→ To do
Please recast the lines below as a numbered list, from the line containing "shrub in the image above." through the final line, both included, leaving out any blank lines.

→ Provided data
— Start —

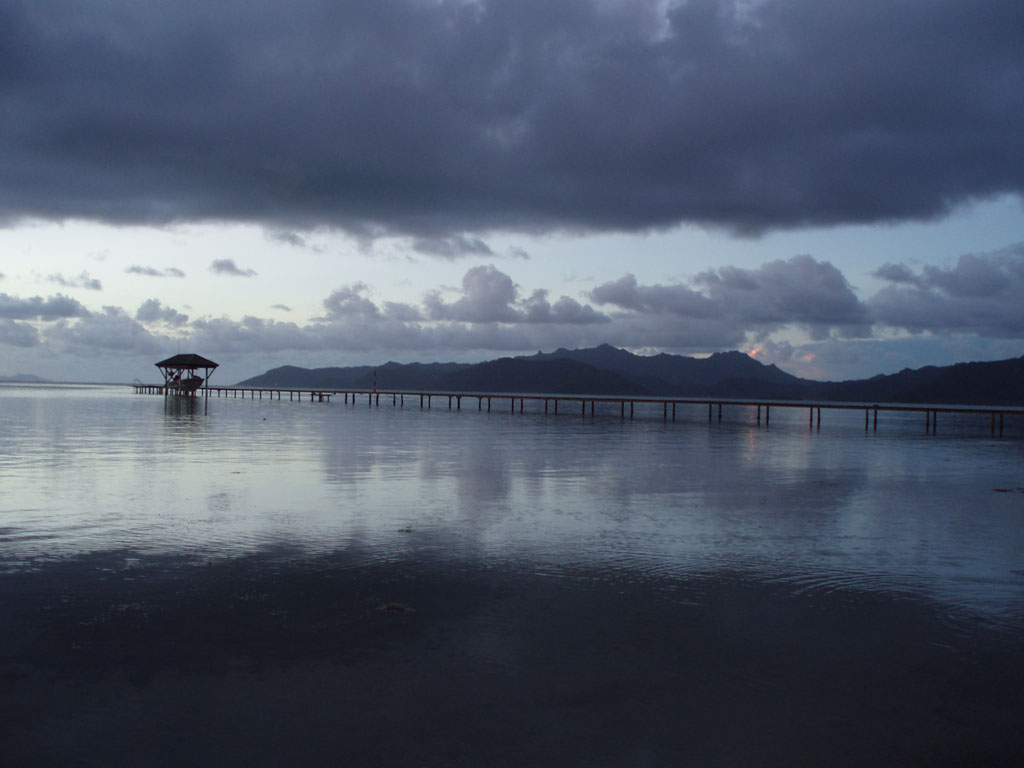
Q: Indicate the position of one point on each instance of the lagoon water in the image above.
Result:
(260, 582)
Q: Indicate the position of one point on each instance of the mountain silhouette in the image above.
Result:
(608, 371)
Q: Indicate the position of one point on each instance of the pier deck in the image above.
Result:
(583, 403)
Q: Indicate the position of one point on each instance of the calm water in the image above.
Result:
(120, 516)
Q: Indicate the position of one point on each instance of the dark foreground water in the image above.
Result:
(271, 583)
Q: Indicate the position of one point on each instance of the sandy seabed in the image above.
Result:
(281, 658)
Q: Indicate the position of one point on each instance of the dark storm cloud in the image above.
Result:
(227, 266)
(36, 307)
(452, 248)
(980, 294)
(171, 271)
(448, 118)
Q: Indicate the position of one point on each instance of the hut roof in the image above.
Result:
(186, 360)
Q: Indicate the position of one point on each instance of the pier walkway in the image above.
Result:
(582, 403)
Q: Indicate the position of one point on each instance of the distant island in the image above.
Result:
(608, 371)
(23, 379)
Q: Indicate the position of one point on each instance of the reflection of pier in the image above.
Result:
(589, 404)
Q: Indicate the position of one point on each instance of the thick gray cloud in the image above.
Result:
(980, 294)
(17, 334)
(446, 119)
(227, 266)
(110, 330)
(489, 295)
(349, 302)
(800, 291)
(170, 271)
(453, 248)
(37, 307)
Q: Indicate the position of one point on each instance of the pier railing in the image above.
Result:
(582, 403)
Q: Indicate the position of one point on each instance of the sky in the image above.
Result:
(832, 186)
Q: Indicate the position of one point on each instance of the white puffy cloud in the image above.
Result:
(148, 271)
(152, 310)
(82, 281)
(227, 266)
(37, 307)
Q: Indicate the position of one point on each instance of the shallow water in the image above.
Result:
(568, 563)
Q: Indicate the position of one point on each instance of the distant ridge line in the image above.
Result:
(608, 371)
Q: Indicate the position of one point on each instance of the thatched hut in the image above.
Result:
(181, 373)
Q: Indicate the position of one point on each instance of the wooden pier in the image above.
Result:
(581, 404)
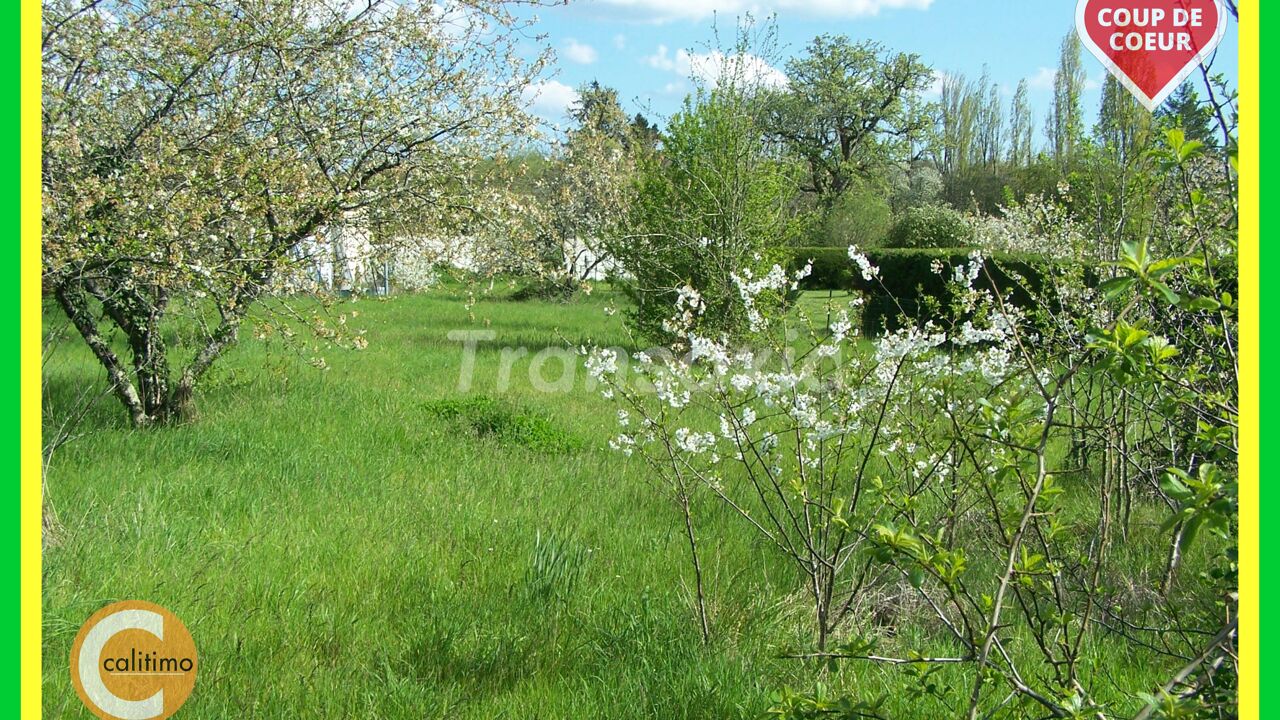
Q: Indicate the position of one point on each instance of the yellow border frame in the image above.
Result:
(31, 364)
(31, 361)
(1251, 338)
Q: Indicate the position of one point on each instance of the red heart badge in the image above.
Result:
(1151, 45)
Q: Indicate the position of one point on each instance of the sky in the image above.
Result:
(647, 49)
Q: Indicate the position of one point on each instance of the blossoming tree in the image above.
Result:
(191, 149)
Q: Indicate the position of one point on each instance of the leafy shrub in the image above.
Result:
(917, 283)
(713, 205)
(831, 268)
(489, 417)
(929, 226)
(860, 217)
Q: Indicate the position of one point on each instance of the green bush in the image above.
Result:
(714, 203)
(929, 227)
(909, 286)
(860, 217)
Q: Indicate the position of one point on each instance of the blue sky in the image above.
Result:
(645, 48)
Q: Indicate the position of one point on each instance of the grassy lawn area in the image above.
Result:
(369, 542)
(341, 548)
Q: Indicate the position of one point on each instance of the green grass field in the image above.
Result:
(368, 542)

— End —

→ Result for this task
1. Q: Indicate the position of one point on each instance of the leafy shrub in the image above.
2. Result:
3. (917, 283)
4. (713, 205)
5. (831, 268)
6. (489, 417)
7. (929, 226)
8. (860, 217)
9. Q: Indicate the position of one point on each instance of the green bush in the image above.
10. Result:
11. (714, 203)
12. (929, 227)
13. (909, 286)
14. (860, 217)
15. Q: Indicate the position of one point on each instance of the blue sky in the image above.
16. Result:
17. (645, 48)
18. Q: Indicate the position of one point on each instance of the grassy lawn area in the image above.
19. Result:
20. (369, 542)
21. (341, 548)
22. Q: Indicate the position of one point on each instance of the green grass field in the image above.
23. Result:
24. (368, 542)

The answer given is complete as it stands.